Convierte en una lista breve el párrafo del testimonio sobre el atentado a la AMIA que empieza con «Todo se modificó» y conserva sus hechos principales.

» Texto extraído
━━━━━━
Adriana Reisfeld. “Salí adelante por la necesidad, aunque me caía y me deprimía.”
Esa mañana, estaba en una clase de inglés, me llamó una tía mía y me dijo: “Volaron la AMIA”. Entonces, le dejé un mensaje a Noemí en el contestador: “Si volvés, llamame”. Una prima mía que es psicóloga me explicó: “Vos ya sabías que no volvía”. Uno, normalmente, dice: llamame a la tarde o a la mañana, porque todos vuelven.
Fueron seis días terribles. Estuve en el Hospital de Clínicas, entré en todos los quirófanos y recorrí la morgue. Hasta el miércoles, teníamos esperanzas. Después ya fue difícil. El viernes decíamos: tenemos que encontrar el cuerpo por las nenas, por mi mamá.
Todo se modificó. De ahí en más, mi madre y yo nos hicimos cargo de mis sobrinas, como correspondía y amorosamente. Eso nos llevaba un tiempo y una responsabilidad muy importante. Nunca hubo un cumpleaños igual, mi hermana apareció un sábado, cuando cumplía su nena más chica. Al mediodía, apagamos la velita y a la tarde encontraron el cuerpo.
Después, todo fue más rápido, como más acelerado, por la realidad, porque uno quería acompañar el crecimiento de las chicas. Esos años, que ya son 15, para mí pasaron volando, quizá porque no me relajo o no hay justicia; por eso, uno no termina de enterrar a sus muertos.
Esto no acaba nunca, hace cuatro meses que estoy con este resfrío y, en ese momento, tuve una hernia de disco terrible. Es como que el cuerpo se rompe. Uno no vuelve a ser nunca más el que era, no sólo porque extrañe al que no está, sino porque no fue una muerte natural, no hubo un accidente, una enfermedad.
Salí adelante por la necesidad, aunque me caía y me deprimía. Me centré en hacer todo por mis hijos y mis sobrinas, no fallarles en lo que necesitaran, que era un montón. Tuve suerte de que mi marido me acompañó, es muy contenedor.
Mi cable a tierra fue el grupo Memoria Activa y la gente que lo integraba. Fue lo más fuerte que me pasó en lo personal posterior al atentado: la contención unos con otros. Esto sirvió para la descarga y el reclamo, pero el dolor en lo físico continuó igual.
━━━━━━
» Material extraído

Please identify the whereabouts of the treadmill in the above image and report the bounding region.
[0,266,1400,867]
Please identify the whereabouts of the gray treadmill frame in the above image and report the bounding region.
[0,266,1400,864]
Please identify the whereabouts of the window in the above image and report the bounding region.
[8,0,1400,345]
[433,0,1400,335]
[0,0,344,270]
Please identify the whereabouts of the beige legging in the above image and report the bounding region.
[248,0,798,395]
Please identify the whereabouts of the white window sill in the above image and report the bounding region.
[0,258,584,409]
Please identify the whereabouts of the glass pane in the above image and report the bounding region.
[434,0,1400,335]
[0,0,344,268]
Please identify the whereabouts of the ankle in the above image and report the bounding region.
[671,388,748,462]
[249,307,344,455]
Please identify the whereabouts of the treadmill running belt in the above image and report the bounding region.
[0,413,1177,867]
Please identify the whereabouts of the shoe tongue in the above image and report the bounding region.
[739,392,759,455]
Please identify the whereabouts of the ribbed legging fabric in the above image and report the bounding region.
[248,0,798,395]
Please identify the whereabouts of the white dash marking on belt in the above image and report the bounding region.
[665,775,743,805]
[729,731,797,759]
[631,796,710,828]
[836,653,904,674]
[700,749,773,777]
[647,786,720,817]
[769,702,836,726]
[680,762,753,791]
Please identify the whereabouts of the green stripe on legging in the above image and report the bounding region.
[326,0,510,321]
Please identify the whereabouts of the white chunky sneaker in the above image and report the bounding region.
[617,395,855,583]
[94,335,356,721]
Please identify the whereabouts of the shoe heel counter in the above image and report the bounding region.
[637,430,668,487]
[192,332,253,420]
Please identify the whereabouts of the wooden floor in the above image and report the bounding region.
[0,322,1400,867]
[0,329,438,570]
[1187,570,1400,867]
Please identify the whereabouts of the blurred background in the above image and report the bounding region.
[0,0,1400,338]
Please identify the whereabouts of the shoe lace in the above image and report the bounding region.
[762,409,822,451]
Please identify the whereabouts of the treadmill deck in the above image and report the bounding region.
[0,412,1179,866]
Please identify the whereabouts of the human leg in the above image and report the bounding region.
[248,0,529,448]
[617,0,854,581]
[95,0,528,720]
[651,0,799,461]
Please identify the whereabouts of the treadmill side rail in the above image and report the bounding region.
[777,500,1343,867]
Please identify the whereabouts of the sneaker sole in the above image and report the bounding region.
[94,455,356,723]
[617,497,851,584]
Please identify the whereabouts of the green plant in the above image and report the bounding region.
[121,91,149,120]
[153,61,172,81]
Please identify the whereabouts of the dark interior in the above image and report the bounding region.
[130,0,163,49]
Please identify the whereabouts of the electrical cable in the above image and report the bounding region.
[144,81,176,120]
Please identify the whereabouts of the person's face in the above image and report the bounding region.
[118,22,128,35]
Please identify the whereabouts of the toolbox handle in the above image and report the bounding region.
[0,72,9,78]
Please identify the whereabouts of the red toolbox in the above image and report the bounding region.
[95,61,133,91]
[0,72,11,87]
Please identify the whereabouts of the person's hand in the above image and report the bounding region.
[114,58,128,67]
━━━━━━
» Respuesta
- Todo cambió.
- Mi madre y yo nos hicimos cargo de mis sobrinas, como correspondía y con amor. Eso nos llevaba mucho tiempo y una gran responsabilidad.
- Ningún cumpleaños volvió a ser igual. Mi hermana apareció un sábado, el día en que cumplía años su nena más chica: al mediodía apagamos la velita y a la tarde encontraron el cuerpo.